■ WHAT THE EXERCISE ASKS:
Repeat each entry in full, exactly.

■ PROVIDED DATA:

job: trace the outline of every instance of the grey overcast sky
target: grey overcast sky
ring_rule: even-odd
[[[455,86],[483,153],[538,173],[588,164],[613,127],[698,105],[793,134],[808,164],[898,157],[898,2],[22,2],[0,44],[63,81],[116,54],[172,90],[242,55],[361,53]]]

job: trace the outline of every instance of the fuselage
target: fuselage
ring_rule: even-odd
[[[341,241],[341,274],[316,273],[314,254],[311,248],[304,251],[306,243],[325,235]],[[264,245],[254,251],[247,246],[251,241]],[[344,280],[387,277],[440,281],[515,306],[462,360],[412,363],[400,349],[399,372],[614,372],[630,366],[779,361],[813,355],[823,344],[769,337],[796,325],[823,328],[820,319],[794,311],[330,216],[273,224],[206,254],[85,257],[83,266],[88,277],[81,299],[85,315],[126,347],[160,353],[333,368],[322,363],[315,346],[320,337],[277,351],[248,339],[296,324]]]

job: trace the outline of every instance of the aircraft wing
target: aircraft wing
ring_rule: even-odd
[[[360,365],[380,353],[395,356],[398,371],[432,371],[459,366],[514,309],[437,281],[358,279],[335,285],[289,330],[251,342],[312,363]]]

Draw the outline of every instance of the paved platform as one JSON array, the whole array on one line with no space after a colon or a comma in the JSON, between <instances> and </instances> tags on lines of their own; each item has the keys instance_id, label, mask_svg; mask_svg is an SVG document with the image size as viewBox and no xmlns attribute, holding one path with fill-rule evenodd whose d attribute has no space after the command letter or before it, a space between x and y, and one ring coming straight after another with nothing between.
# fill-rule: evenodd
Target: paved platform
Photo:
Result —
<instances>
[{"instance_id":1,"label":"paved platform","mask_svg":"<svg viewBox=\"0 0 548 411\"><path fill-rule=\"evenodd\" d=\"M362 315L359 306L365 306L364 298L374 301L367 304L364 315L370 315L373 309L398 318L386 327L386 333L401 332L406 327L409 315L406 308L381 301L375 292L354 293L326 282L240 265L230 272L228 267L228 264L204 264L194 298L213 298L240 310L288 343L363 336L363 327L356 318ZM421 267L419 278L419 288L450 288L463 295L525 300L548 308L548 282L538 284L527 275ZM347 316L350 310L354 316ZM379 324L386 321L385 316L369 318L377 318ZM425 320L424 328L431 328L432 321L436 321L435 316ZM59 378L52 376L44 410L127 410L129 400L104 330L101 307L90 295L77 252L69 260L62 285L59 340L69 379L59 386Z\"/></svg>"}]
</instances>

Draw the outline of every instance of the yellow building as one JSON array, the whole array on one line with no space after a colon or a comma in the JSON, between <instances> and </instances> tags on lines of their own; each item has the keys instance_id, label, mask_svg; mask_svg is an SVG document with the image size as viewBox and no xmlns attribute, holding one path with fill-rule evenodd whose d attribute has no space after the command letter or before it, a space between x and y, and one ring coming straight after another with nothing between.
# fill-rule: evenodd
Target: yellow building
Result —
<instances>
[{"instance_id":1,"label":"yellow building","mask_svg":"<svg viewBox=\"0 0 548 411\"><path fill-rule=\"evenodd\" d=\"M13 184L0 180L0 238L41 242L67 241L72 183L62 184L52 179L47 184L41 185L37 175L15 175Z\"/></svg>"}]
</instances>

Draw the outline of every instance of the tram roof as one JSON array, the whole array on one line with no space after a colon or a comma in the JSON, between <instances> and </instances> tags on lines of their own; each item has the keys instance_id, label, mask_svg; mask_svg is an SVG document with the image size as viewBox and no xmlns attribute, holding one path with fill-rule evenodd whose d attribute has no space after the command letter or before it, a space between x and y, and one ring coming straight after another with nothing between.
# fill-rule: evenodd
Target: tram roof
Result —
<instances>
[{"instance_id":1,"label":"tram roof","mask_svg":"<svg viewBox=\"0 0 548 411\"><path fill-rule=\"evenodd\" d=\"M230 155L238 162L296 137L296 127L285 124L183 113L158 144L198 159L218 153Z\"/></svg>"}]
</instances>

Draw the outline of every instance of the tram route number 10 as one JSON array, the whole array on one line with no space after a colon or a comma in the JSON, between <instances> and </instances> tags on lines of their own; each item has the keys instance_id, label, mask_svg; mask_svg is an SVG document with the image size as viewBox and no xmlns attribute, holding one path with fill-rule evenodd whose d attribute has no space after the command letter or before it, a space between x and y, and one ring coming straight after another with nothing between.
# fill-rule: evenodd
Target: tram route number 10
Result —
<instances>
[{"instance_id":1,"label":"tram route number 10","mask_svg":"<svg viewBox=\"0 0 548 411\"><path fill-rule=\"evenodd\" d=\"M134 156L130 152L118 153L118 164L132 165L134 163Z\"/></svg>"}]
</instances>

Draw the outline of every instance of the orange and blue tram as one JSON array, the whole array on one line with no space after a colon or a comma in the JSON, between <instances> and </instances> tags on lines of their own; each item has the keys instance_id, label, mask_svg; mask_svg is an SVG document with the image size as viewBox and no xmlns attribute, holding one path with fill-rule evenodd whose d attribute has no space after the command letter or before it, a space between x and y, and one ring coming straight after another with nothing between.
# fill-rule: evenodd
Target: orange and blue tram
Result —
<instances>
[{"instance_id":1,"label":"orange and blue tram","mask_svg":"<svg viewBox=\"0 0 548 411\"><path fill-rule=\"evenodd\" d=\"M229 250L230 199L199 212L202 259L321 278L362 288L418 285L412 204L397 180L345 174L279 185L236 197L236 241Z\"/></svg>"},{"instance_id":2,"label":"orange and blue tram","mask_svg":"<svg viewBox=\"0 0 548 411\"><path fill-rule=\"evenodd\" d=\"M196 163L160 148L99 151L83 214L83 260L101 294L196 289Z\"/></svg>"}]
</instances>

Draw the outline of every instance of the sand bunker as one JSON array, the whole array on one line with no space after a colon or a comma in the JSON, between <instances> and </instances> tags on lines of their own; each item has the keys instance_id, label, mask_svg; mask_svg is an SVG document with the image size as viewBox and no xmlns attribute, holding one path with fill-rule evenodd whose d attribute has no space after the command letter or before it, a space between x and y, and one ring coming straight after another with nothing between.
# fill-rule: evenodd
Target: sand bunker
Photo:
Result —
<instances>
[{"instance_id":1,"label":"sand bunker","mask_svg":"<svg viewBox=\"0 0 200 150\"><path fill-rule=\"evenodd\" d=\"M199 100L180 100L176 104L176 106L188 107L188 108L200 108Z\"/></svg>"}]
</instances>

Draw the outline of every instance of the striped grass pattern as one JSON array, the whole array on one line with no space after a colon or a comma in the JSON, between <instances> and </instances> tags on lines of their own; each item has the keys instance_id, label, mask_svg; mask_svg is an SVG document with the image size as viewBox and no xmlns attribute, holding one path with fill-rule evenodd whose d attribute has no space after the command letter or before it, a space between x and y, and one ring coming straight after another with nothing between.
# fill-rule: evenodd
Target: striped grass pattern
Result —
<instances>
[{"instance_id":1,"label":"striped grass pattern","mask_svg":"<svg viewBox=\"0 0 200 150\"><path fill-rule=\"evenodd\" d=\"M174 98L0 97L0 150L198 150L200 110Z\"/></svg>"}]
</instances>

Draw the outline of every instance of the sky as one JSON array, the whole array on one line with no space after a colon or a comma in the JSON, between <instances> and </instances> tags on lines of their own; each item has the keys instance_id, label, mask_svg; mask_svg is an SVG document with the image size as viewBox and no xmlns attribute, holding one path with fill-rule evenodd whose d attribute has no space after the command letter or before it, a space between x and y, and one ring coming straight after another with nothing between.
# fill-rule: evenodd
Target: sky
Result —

■ RESPONSE TO THE EXERCISE:
job: trace the outline of every instance of the grey overcast sky
target: grey overcast sky
ring_rule: even-odd
[[[455,86],[483,153],[538,173],[588,164],[613,127],[698,105],[793,134],[808,164],[898,157],[898,2],[22,2],[0,44],[63,81],[116,54],[172,90],[242,55],[361,53]]]

job: trace the outline of every instance of the fuselage
target: fuselage
ring_rule: even-odd
[[[341,241],[341,274],[316,273],[314,254],[311,248],[304,251],[306,243],[325,235]],[[264,245],[254,251],[247,246],[251,241]],[[344,280],[387,277],[440,281],[515,306],[462,360],[412,363],[400,349],[399,372],[614,372],[630,366],[779,361],[813,355],[823,344],[769,337],[796,325],[823,328],[820,319],[794,311],[330,216],[273,224],[206,254],[85,257],[83,266],[88,277],[81,299],[85,315],[126,347],[160,353],[333,368],[322,363],[315,346],[320,337],[277,351],[248,339],[296,324]]]

job: trace the outline of every instance of the aircraft wing
target: aircraft wing
ring_rule: even-odd
[[[360,365],[380,353],[395,356],[398,371],[432,371],[459,366],[514,309],[437,281],[358,279],[335,285],[289,330],[251,342],[312,363]]]

Draw the outline of every instance of the paved platform as one JSON array, the whole array on one line with no space after a colon or a comma in the JSON, between <instances> and </instances> tags on lines of their own; each item has the keys instance_id, label, mask_svg; mask_svg is an SVG document with the image size as viewBox and no xmlns attribute, holding one path with fill-rule evenodd whose d attribute has no space after the command letter or before it, a space between x and y, and one ring coming straight after another with nothing between.
# fill-rule: evenodd
Target: paved platform
Photo:
Result —
<instances>
[{"instance_id":1,"label":"paved platform","mask_svg":"<svg viewBox=\"0 0 548 411\"><path fill-rule=\"evenodd\" d=\"M362 315L359 306L365 306L364 298L374 301L367 304L364 315L370 315L373 309L398 318L386 327L386 333L401 332L406 327L409 315L406 308L381 301L375 292L354 293L326 282L240 265L230 272L228 267L228 264L204 264L194 298L213 298L240 310L288 343L363 336L363 327L356 318ZM421 267L419 278L419 288L450 288L463 295L525 300L548 308L548 282L538 284L527 275ZM347 316L350 310L354 316ZM379 324L386 321L385 316L369 318L377 318ZM425 320L424 328L431 328L432 321L436 321L435 316ZM59 378L52 376L44 410L127 410L129 400L104 330L101 307L90 295L77 252L69 260L62 285L59 340L69 379L59 386Z\"/></svg>"}]
</instances>

Draw the outline of every instance of the yellow building as one JSON array, the whole array on one line with no space after a colon or a comma in the JSON, between <instances> and </instances> tags on lines of their own; each item has the keys instance_id, label, mask_svg; mask_svg is an SVG document with the image size as viewBox and no xmlns attribute, holding one path with fill-rule evenodd whose d attribute has no space after the command letter or before it, a space between x and y, and one ring coming straight after another with nothing between.
# fill-rule: evenodd
Target: yellow building
Result —
<instances>
[{"instance_id":1,"label":"yellow building","mask_svg":"<svg viewBox=\"0 0 548 411\"><path fill-rule=\"evenodd\" d=\"M13 184L0 180L0 238L41 242L67 241L72 183L62 184L52 179L47 184L41 185L37 175L15 175Z\"/></svg>"}]
</instances>

Draw the outline of every instance of the tram roof as one JSON array, the whole array on one line with no space after a colon or a comma in the JSON, between <instances> and </instances> tags on lines of their own; each item has the keys instance_id, label, mask_svg; mask_svg is an SVG document with the image size as viewBox and no xmlns attribute, holding one path with fill-rule evenodd whose d attribute has no space after the command letter or before it, a space between x and y, and one ring coming straight after another with nothing between.
# fill-rule: evenodd
Target: tram roof
Result —
<instances>
[{"instance_id":1,"label":"tram roof","mask_svg":"<svg viewBox=\"0 0 548 411\"><path fill-rule=\"evenodd\" d=\"M230 155L238 162L296 137L296 127L285 124L183 113L158 144L198 159L218 153Z\"/></svg>"}]
</instances>

Draw the outline of every instance of the tram route number 10 as one JSON array, the whole array on one line with no space after a colon or a comma in the JSON, between <instances> and </instances> tags on lines of their own; each item has the keys instance_id, label, mask_svg; mask_svg is an SVG document with the image size as viewBox and no xmlns attribute, holding one path with fill-rule evenodd whose d attribute has no space after the command letter or before it, a space between x and y, and one ring coming straight after another with nothing between.
# fill-rule: evenodd
Target: tram route number 10
Result —
<instances>
[{"instance_id":1,"label":"tram route number 10","mask_svg":"<svg viewBox=\"0 0 548 411\"><path fill-rule=\"evenodd\" d=\"M134 156L130 152L118 153L118 164L132 165L134 163Z\"/></svg>"}]
</instances>

Draw the outline of every instance of the orange and blue tram as one JSON array, the whole array on one line with no space after a colon or a comma in the JSON, between <instances> and </instances> tags on lines of their own; each item has the keys instance_id, label, mask_svg; mask_svg is an SVG document with the image size as viewBox and no xmlns attribute, holding one path with fill-rule evenodd whose d attribute has no space after the command letter or before it, a space between x and y, and one ring coming straight after another with nothing between.
# fill-rule: evenodd
Target: orange and blue tram
Result —
<instances>
[{"instance_id":1,"label":"orange and blue tram","mask_svg":"<svg viewBox=\"0 0 548 411\"><path fill-rule=\"evenodd\" d=\"M229 250L230 199L199 212L202 259L321 278L362 288L418 285L412 204L397 180L345 174L279 185L236 197L236 241Z\"/></svg>"},{"instance_id":2,"label":"orange and blue tram","mask_svg":"<svg viewBox=\"0 0 548 411\"><path fill-rule=\"evenodd\" d=\"M196 163L160 148L99 151L83 214L83 260L101 294L196 289Z\"/></svg>"}]
</instances>

Draw the outline of every instance of the sand bunker as one JSON array, the whole array on one line with no space after a colon or a comma in the JSON, between <instances> and </instances> tags on lines of their own; each item has the keys instance_id, label, mask_svg; mask_svg is an SVG document with the image size as viewBox and no xmlns attribute, holding one path with fill-rule evenodd whose d attribute has no space after the command letter or before it, a space between x and y, and one ring coming straight after another with nothing between.
# fill-rule: evenodd
Target: sand bunker
Photo:
Result —
<instances>
[{"instance_id":1,"label":"sand bunker","mask_svg":"<svg viewBox=\"0 0 200 150\"><path fill-rule=\"evenodd\" d=\"M199 100L180 100L176 104L176 106L188 107L188 108L200 108Z\"/></svg>"}]
</instances>

Draw the outline of every instance of the striped grass pattern as one JSON array, the whole array on one line with no space after a colon or a comma in the JSON, between <instances> and </instances> tags on lines of their own; each item has the keys instance_id, label, mask_svg; mask_svg is an SVG document with the image size as viewBox and no xmlns attribute, holding one path with fill-rule evenodd whose d attribute has no space after the command letter or before it, a space between x and y, and one ring coming straight after another with nothing between.
# fill-rule: evenodd
Target: striped grass pattern
Result —
<instances>
[{"instance_id":1,"label":"striped grass pattern","mask_svg":"<svg viewBox=\"0 0 200 150\"><path fill-rule=\"evenodd\" d=\"M174 98L0 97L0 150L198 150L200 110Z\"/></svg>"}]
</instances>

Draw the outline of every instance of the sky as one JSON array, the whole array on one line with no space after a colon or a comma in the JSON, between <instances> and </instances> tags on lines of their own; each item has the keys instance_id, label, mask_svg; mask_svg is an SVG document with the image size as viewBox and no xmlns attribute, holding one path with fill-rule evenodd whose d attribute has no space after the command letter or before it, a space between x and y, and one ring coming straight after another with nothing between.
# fill-rule: evenodd
Target: sky
Result —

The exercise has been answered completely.